Task description
Exact copies of the records below are required.

*** Opening of Data section ***

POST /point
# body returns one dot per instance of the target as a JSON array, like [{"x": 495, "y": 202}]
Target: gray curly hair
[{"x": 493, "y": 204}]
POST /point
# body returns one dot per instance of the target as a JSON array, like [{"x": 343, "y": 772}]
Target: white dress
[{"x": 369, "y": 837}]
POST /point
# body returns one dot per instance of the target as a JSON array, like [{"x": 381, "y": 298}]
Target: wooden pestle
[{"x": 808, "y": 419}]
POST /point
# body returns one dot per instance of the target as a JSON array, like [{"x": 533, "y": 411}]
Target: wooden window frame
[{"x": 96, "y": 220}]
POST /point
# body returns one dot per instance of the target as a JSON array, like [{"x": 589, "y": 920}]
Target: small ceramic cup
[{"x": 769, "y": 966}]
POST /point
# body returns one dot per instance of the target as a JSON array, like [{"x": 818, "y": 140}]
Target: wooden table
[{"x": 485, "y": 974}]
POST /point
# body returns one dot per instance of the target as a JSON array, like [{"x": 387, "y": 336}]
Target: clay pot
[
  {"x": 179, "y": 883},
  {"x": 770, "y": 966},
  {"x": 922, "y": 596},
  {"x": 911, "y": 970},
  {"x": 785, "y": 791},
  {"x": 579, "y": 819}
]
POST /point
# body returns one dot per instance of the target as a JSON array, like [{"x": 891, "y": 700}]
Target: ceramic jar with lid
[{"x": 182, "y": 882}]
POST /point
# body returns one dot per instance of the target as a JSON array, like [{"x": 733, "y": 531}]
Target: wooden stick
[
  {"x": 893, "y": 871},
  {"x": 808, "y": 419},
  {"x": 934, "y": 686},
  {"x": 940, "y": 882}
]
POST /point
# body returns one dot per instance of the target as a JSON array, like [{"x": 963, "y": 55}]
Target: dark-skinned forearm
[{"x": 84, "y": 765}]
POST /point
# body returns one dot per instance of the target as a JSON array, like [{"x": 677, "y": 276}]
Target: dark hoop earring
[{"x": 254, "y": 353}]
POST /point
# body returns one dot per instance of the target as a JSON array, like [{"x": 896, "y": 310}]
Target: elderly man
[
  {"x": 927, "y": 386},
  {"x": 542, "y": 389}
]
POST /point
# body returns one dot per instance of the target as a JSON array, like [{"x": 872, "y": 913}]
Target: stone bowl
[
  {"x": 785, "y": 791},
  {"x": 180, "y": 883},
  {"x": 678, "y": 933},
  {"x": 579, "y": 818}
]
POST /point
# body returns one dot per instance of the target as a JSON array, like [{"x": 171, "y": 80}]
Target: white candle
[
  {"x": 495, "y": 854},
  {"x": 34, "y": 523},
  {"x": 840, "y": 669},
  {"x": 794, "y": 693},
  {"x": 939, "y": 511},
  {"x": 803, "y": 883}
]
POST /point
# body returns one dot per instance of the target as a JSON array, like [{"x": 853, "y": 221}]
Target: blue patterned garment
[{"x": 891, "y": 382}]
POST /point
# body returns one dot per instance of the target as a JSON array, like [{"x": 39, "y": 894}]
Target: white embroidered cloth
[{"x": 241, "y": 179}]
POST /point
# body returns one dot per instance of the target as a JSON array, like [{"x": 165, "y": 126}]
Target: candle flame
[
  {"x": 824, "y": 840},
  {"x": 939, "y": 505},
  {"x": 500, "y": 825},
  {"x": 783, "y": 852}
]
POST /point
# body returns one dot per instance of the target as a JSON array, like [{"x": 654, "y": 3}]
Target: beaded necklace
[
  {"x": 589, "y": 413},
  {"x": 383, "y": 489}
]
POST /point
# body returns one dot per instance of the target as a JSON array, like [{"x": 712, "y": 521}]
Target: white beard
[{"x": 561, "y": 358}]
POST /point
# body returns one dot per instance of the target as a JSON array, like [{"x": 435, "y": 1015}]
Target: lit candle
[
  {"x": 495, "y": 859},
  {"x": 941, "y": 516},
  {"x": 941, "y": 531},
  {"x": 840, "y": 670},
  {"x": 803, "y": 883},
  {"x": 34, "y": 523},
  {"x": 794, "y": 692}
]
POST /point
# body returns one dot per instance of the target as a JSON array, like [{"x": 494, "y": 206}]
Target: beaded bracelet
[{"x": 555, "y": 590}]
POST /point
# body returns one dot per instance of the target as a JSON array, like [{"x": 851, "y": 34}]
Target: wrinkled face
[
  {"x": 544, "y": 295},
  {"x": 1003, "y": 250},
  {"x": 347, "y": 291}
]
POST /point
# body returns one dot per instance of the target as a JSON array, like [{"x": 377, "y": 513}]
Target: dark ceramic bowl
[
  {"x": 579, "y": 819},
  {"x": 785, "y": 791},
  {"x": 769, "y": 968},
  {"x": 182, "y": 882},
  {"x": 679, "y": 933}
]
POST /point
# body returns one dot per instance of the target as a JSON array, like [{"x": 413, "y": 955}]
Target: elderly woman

*** Close of Data section ***

Answer
POST /point
# body returns one dot per instance of the target as a JSON array, like [{"x": 495, "y": 202}]
Target: gray curly hair
[{"x": 493, "y": 204}]
POST /point
# body returns one dot per instance of the target as a JSON array, like [{"x": 343, "y": 772}]
Target: white dress
[{"x": 369, "y": 837}]
POST /point
# body returns one dot per instance of the target as a JSON array, like [{"x": 381, "y": 298}]
Target: wooden pestle
[{"x": 808, "y": 419}]
POST /point
# body returns one dot per instance of the target as a JSON array, like [{"x": 533, "y": 411}]
Target: wooden window frame
[{"x": 96, "y": 220}]
POST /point
# body returns one dot per instance of the target as a JSON array, like [{"x": 589, "y": 920}]
Target: small ceramic cup
[{"x": 769, "y": 966}]
POST /point
# body returns one dot per instance of the target as a JSON array, like [{"x": 818, "y": 140}]
Target: wooden table
[{"x": 485, "y": 974}]
POST /point
# body returns one dot per instance of the target as a JSON array, like [{"x": 387, "y": 336}]
Target: clay pot
[
  {"x": 179, "y": 883},
  {"x": 770, "y": 966},
  {"x": 922, "y": 596},
  {"x": 911, "y": 970},
  {"x": 785, "y": 791},
  {"x": 579, "y": 819}
]
POST /point
# body returns one dot per instance of the target as a JSON array, like [{"x": 891, "y": 700}]
Target: ceramic jar with lid
[{"x": 182, "y": 882}]
POST /point
# body returns one dot per instance of the target as a JSON array, like [{"x": 733, "y": 531}]
Target: wooden stick
[
  {"x": 893, "y": 871},
  {"x": 808, "y": 419},
  {"x": 934, "y": 686},
  {"x": 940, "y": 882}
]
POST /point
# body returns one dot per instance of the target as a JSON array, like [{"x": 963, "y": 55}]
Target: dark-skinned forearm
[{"x": 84, "y": 765}]
POST /point
# body returns one dot per instance of the target as a JSON array, like [{"x": 677, "y": 276}]
Target: dark hoop earring
[{"x": 254, "y": 353}]
POST /point
# body returns one dot per instance of the target as a JSON array, like [{"x": 896, "y": 310}]
Target: elderly man
[
  {"x": 927, "y": 386},
  {"x": 542, "y": 389}
]
POST /point
# body returns one dot per instance of the target as a JSON array, like [{"x": 872, "y": 913}]
Target: stone bowl
[
  {"x": 785, "y": 791},
  {"x": 180, "y": 883},
  {"x": 678, "y": 933},
  {"x": 579, "y": 818}
]
POST /point
# body returns one dot per instance of the target as a JSON array, like [{"x": 171, "y": 80}]
Target: white candle
[
  {"x": 495, "y": 854},
  {"x": 34, "y": 523},
  {"x": 840, "y": 669},
  {"x": 794, "y": 693},
  {"x": 939, "y": 511},
  {"x": 803, "y": 883}
]
POST /point
# body returns one dot per instance of the target as a JSON array, like [{"x": 853, "y": 221}]
Target: blue patterned garment
[{"x": 891, "y": 382}]
POST /point
# body returns one dot per instance of the target as a JSON array, like [{"x": 39, "y": 894}]
Target: white embroidered cloth
[{"x": 241, "y": 179}]
POST /point
# body returns one dot per instance of the target as a JSON array, like [{"x": 165, "y": 126}]
Target: candle flame
[
  {"x": 824, "y": 840},
  {"x": 939, "y": 505},
  {"x": 500, "y": 825},
  {"x": 783, "y": 852}
]
POST /point
# body returns one dot per instance of the target as a JSON array, like [{"x": 654, "y": 3}]
Target: beaded necklace
[
  {"x": 589, "y": 413},
  {"x": 383, "y": 489}
]
POST /point
# body returns one dot per instance of the target as a JSON array, like [{"x": 712, "y": 521}]
Target: white beard
[{"x": 561, "y": 358}]
POST /point
# body returns one dot per instance of the target as a JSON array, like [{"x": 435, "y": 1015}]
Target: lit candle
[
  {"x": 495, "y": 859},
  {"x": 941, "y": 516},
  {"x": 941, "y": 531},
  {"x": 840, "y": 670},
  {"x": 803, "y": 883},
  {"x": 34, "y": 523},
  {"x": 794, "y": 692}
]
POST /point
# body returns one dot per instance of the target as a JSON array, like [{"x": 494, "y": 206}]
Target: beaded bracelet
[{"x": 555, "y": 590}]
POST /point
# body returns one dot per instance of the target as a JSON array, like [{"x": 851, "y": 34}]
Target: wrinkled face
[
  {"x": 544, "y": 295},
  {"x": 1003, "y": 250},
  {"x": 347, "y": 291}
]
POST /point
# body returns one dot per instance of the target as a JSON array, like [{"x": 377, "y": 513}]
Target: dark ceramic bowl
[
  {"x": 579, "y": 819},
  {"x": 785, "y": 791},
  {"x": 769, "y": 968},
  {"x": 182, "y": 882},
  {"x": 679, "y": 933}
]
POST /point
# body returns one dot per instance of the target as a JSON array, like [{"x": 413, "y": 955}]
Target: elderly woman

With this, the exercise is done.